» The task
Without changing a character, return the entries, but not the images they hold.

» Task inputs
--------------------------------------------------
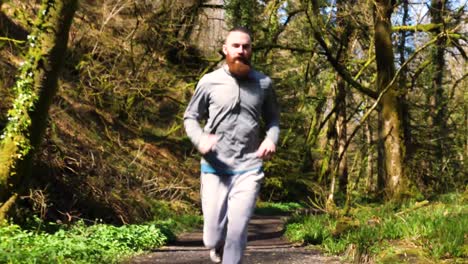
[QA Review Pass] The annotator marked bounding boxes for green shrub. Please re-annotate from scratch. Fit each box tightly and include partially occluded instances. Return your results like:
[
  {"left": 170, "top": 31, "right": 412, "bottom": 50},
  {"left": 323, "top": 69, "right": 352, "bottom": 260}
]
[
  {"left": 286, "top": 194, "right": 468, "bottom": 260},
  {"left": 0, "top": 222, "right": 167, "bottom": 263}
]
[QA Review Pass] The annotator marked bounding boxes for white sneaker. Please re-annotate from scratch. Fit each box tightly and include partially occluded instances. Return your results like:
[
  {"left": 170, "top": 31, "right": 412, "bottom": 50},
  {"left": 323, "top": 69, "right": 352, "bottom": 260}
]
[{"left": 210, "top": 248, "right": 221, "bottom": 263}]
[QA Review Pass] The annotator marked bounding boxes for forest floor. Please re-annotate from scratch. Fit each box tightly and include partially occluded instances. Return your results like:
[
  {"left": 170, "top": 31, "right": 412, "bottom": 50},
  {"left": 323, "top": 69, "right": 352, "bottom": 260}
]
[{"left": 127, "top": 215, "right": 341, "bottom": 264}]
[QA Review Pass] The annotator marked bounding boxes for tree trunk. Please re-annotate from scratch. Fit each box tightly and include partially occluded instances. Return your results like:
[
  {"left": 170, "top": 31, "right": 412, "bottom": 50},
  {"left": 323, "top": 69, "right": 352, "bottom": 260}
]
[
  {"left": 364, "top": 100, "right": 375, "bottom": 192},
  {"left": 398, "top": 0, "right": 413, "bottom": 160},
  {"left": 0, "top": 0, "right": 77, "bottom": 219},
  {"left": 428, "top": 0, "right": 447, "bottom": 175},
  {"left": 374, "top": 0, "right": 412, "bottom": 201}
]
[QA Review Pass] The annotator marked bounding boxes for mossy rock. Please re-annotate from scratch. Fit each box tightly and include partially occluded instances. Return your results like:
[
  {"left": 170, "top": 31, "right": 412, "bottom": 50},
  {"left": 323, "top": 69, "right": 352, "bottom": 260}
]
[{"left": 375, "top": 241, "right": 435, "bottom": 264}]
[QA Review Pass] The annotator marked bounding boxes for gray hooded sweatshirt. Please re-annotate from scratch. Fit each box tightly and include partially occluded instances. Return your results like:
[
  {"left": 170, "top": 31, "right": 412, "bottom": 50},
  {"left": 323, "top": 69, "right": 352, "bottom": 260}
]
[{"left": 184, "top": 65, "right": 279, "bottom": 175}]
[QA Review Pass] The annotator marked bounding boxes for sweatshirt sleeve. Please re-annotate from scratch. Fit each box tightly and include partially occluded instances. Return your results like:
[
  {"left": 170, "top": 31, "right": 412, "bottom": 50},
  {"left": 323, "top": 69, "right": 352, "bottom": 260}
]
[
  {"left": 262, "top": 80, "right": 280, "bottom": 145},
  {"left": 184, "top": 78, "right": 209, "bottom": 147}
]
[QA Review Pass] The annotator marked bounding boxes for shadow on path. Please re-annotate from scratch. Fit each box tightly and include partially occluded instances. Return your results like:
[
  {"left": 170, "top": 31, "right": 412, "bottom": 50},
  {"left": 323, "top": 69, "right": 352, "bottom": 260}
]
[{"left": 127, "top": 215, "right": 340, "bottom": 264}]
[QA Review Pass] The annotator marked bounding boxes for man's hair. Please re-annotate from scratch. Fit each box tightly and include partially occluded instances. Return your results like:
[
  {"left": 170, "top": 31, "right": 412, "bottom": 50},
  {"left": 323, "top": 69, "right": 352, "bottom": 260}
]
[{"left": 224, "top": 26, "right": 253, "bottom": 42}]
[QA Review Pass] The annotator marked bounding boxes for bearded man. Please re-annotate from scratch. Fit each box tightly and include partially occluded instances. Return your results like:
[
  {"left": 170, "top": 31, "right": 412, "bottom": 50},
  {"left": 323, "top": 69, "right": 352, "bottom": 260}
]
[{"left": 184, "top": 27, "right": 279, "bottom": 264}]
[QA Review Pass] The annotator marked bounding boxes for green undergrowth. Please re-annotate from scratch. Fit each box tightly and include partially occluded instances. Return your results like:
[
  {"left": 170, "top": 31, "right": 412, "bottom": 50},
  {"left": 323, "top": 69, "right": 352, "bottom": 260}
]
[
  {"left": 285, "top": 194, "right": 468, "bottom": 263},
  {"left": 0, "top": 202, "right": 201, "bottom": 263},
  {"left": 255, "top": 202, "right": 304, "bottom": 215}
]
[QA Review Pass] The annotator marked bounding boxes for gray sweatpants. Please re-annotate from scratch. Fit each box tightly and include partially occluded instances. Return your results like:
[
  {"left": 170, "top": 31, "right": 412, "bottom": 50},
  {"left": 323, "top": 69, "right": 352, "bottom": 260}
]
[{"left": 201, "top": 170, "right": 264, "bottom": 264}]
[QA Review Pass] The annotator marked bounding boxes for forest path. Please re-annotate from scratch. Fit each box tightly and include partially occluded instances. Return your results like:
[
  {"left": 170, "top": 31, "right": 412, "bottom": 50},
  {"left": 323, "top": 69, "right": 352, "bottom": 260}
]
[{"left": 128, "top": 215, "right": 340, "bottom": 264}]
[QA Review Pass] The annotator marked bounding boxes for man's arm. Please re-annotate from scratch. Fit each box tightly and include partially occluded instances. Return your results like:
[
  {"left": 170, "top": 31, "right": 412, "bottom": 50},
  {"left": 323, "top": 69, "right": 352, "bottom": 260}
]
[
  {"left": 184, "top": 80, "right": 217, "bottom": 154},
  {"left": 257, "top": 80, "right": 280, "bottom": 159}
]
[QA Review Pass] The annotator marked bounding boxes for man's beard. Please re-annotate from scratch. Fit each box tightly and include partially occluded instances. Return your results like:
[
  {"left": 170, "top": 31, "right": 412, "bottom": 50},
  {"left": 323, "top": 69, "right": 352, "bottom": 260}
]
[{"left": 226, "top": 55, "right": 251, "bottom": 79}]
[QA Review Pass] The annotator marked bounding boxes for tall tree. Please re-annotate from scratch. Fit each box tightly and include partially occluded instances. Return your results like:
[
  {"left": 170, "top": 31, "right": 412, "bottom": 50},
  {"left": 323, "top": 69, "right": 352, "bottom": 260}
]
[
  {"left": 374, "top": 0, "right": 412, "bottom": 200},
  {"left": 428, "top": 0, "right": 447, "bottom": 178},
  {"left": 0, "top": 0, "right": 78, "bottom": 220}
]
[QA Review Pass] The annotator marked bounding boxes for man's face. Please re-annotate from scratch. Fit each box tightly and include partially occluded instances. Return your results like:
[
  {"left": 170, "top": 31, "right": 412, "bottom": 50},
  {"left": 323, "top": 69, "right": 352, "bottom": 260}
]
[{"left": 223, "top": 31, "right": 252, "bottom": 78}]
--------------------------------------------------
» Task response
[QA Review Pass] The annotator marked bounding boxes for green shrub. Please re-annotate from scratch. Fit each box tightly and include partially occluded instances. Return your results like:
[
  {"left": 170, "top": 31, "right": 412, "bottom": 50},
  {"left": 323, "top": 69, "right": 352, "bottom": 260}
]
[
  {"left": 286, "top": 194, "right": 468, "bottom": 260},
  {"left": 0, "top": 222, "right": 167, "bottom": 263}
]
[QA Review Pass] The annotator marked bounding boxes for white sneaker. Please re-annotate from scratch. Fit each box tightly and include partially occluded instances. Return your results like:
[
  {"left": 170, "top": 31, "right": 412, "bottom": 50},
  {"left": 323, "top": 69, "right": 352, "bottom": 260}
]
[{"left": 210, "top": 248, "right": 221, "bottom": 263}]
[QA Review Pass] The annotator marked bounding boxes for forest floor. Please re-annotate from scratch. Fit each box tightly and include partially occluded instances. Return your results like:
[
  {"left": 170, "top": 31, "right": 412, "bottom": 50},
  {"left": 323, "top": 69, "right": 352, "bottom": 260}
]
[{"left": 127, "top": 215, "right": 341, "bottom": 264}]
[QA Review Pass] The annotator marked bounding boxes for tree trunk. Please re-annotate from scratch. Fit each box tightly and include partially occluded instances. Return your results like:
[
  {"left": 170, "top": 31, "right": 412, "bottom": 50},
  {"left": 323, "top": 69, "right": 352, "bottom": 260}
]
[
  {"left": 364, "top": 100, "right": 375, "bottom": 192},
  {"left": 398, "top": 0, "right": 413, "bottom": 160},
  {"left": 0, "top": 0, "right": 77, "bottom": 219},
  {"left": 428, "top": 0, "right": 447, "bottom": 175},
  {"left": 374, "top": 0, "right": 412, "bottom": 201}
]
[QA Review Pass] The annotator marked bounding boxes for mossy rock. Please re-annotate from scratch. Fit each box tightly and include partially occluded instances. Return your results like:
[
  {"left": 170, "top": 31, "right": 412, "bottom": 50},
  {"left": 323, "top": 69, "right": 352, "bottom": 260}
]
[{"left": 375, "top": 241, "right": 435, "bottom": 264}]
[QA Review Pass] The annotator marked bounding boxes for gray hooded sweatshirt. Please re-annotate from scratch. Fit each box tightly and include partially occluded instances. Return your results like:
[
  {"left": 170, "top": 31, "right": 412, "bottom": 50},
  {"left": 323, "top": 69, "right": 352, "bottom": 260}
]
[{"left": 184, "top": 65, "right": 279, "bottom": 175}]
[QA Review Pass] The annotator marked bounding boxes for sweatshirt sleeve. Please re-annotate from scratch. Fit each box tightly and include partially occluded instances. Return your results like:
[
  {"left": 170, "top": 31, "right": 412, "bottom": 50},
  {"left": 323, "top": 69, "right": 352, "bottom": 260}
]
[
  {"left": 262, "top": 80, "right": 280, "bottom": 145},
  {"left": 184, "top": 78, "right": 209, "bottom": 147}
]
[QA Review Pass] The annotator marked bounding boxes for shadow on path. Please re-annotate from scratch. Fit each box tightly and include partially occluded instances. Return your results like:
[
  {"left": 170, "top": 31, "right": 412, "bottom": 50},
  {"left": 323, "top": 69, "right": 352, "bottom": 260}
]
[{"left": 127, "top": 215, "right": 340, "bottom": 264}]
[QA Review Pass] The annotator marked bounding boxes for man's hair. Please re-annotate from scratch. Fit each box tightly and include partially occluded instances. Return your results like:
[
  {"left": 170, "top": 31, "right": 412, "bottom": 50},
  {"left": 323, "top": 69, "right": 352, "bottom": 260}
]
[{"left": 224, "top": 26, "right": 253, "bottom": 42}]
[QA Review Pass] The annotator marked bounding boxes for bearded man. Please re-annotate from scratch. Fit each box tightly and include partially occluded instances. Return your results like:
[
  {"left": 170, "top": 31, "right": 412, "bottom": 50},
  {"left": 323, "top": 69, "right": 352, "bottom": 260}
]
[{"left": 184, "top": 27, "right": 279, "bottom": 264}]
[QA Review Pass] The annotator marked bounding boxes for green undergrowth. Please re-annotate from scratch. Fit each box tightly and include partially occluded instances. Return your results like:
[
  {"left": 170, "top": 31, "right": 412, "bottom": 50},
  {"left": 323, "top": 69, "right": 352, "bottom": 260}
]
[
  {"left": 285, "top": 194, "right": 468, "bottom": 263},
  {"left": 0, "top": 202, "right": 201, "bottom": 263},
  {"left": 255, "top": 202, "right": 304, "bottom": 215}
]
[QA Review Pass] The annotator marked bounding boxes for gray sweatpants. Please re-annotate from scratch. Fit each box tightly and include partially occluded instances. Return your results like:
[
  {"left": 170, "top": 31, "right": 412, "bottom": 50},
  {"left": 323, "top": 69, "right": 352, "bottom": 260}
]
[{"left": 201, "top": 170, "right": 264, "bottom": 264}]
[QA Review Pass] The annotator marked bounding boxes for forest path. Please re-annotate from scratch. Fit each box tightly and include partially occluded instances. Return your results like:
[
  {"left": 170, "top": 31, "right": 412, "bottom": 50},
  {"left": 323, "top": 69, "right": 352, "bottom": 260}
]
[{"left": 128, "top": 215, "right": 340, "bottom": 264}]
[QA Review Pass] The annotator marked bounding boxes for man's arm. Please re-annotate from scratch. Fit each box tightly and include partially occluded instances. Return your results like:
[
  {"left": 170, "top": 31, "right": 412, "bottom": 50},
  {"left": 323, "top": 69, "right": 352, "bottom": 260}
]
[
  {"left": 184, "top": 80, "right": 217, "bottom": 154},
  {"left": 257, "top": 80, "right": 280, "bottom": 159}
]
[QA Review Pass] The annotator marked bounding boxes for man's beard. Please re-annotate from scratch. Fit each box tightly and include partially occluded instances. Return your results like:
[
  {"left": 170, "top": 31, "right": 412, "bottom": 50},
  {"left": 323, "top": 69, "right": 352, "bottom": 260}
]
[{"left": 226, "top": 55, "right": 251, "bottom": 79}]
[QA Review Pass] The annotator marked bounding boxes for tall tree. Please re-annotate from scratch. Fit each box tightly and include partially occluded instances. Return your results like:
[
  {"left": 170, "top": 31, "right": 412, "bottom": 50},
  {"left": 323, "top": 69, "right": 352, "bottom": 260}
]
[
  {"left": 374, "top": 0, "right": 412, "bottom": 200},
  {"left": 428, "top": 0, "right": 447, "bottom": 178},
  {"left": 0, "top": 0, "right": 78, "bottom": 220}
]
[QA Review Pass] The annotator marked bounding boxes for man's face. Please re-annotate from scratch. Fit each box tightly and include partially occluded instances. Return your results like:
[
  {"left": 170, "top": 31, "right": 412, "bottom": 50},
  {"left": 323, "top": 69, "right": 352, "bottom": 260}
]
[{"left": 223, "top": 31, "right": 252, "bottom": 78}]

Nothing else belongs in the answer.